EXERCISE INSTRUCTIONS: Could you edit the records, starting at the line that has "Wildlife-count tagging: point out every instance of the tree" and stopping after the line that has "Wildlife-count tagging: point out every instance of the aerial", so that "innermost" becomes "central" and nothing else changes? Return only those lines.
===== EXERCISE MATERIAL =====
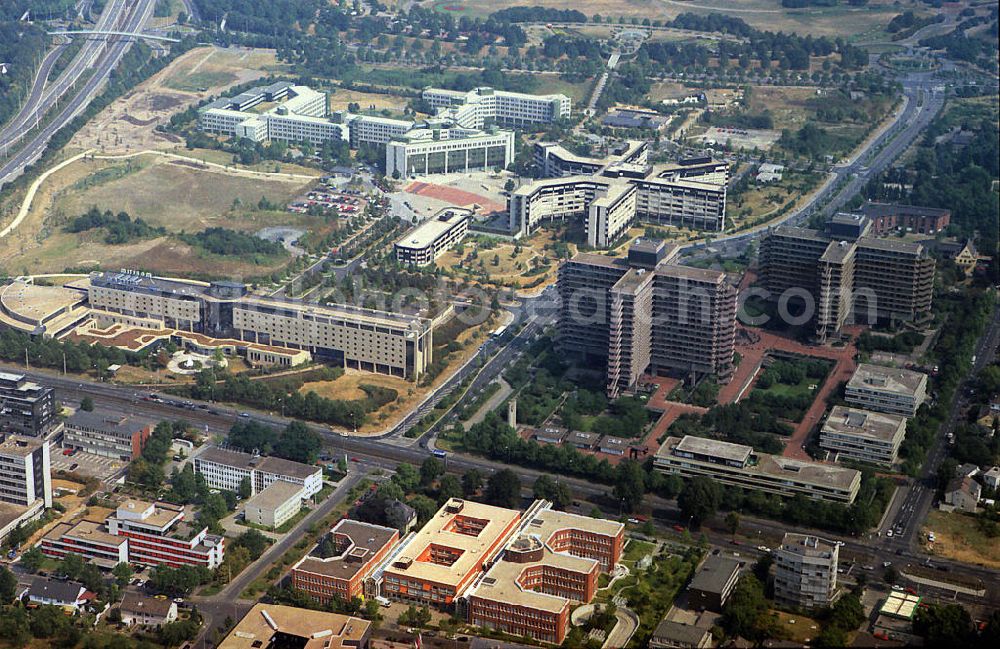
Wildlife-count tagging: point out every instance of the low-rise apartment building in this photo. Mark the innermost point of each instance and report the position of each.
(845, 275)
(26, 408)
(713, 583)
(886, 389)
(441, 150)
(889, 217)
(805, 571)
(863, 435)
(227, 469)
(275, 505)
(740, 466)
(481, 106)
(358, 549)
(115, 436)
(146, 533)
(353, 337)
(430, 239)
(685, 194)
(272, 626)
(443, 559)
=====
===== EXERCISE MATERIAL =====
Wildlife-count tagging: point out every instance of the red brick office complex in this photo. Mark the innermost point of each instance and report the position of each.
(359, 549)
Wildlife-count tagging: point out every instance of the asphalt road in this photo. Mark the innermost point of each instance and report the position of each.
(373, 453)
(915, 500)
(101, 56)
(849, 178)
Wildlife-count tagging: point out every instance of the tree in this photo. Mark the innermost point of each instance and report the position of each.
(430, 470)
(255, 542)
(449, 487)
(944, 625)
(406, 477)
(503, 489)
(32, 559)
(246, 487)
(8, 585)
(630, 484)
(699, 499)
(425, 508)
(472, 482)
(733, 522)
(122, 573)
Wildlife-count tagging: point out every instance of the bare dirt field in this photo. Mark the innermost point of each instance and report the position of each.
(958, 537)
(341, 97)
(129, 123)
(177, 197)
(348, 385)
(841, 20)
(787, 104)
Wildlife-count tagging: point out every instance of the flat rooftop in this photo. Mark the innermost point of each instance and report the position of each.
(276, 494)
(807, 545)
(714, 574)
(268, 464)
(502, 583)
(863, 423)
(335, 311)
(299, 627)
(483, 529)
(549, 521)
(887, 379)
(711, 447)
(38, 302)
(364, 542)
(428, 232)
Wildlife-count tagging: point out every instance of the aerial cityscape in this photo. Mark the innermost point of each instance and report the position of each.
=====
SOLUTION:
Wildlife-count tagging: point out every instance of the tree in this photo. Mark the central point of each instance and report the position of each.
(430, 470)
(255, 542)
(449, 487)
(944, 625)
(406, 477)
(503, 489)
(32, 559)
(246, 487)
(8, 585)
(630, 484)
(699, 499)
(425, 508)
(472, 482)
(733, 522)
(122, 573)
Wildlife-count tagging: point out every instance of the bare dirt field in this photo. Mark the central point of each instance and report the position of each.
(958, 537)
(341, 97)
(129, 123)
(177, 197)
(348, 385)
(841, 20)
(787, 104)
Wildlife-count tagging: point out every instance of the flat rooftop in this photo. Mark the central point of each instance and report the position of each.
(276, 494)
(807, 545)
(714, 574)
(268, 464)
(502, 583)
(863, 423)
(335, 311)
(299, 627)
(483, 529)
(549, 521)
(887, 379)
(711, 447)
(38, 302)
(364, 542)
(428, 232)
Wildlife-count tagging: point out every instance of the aerial cityscape in this photo. Mark the central point of each instance and report the position of each.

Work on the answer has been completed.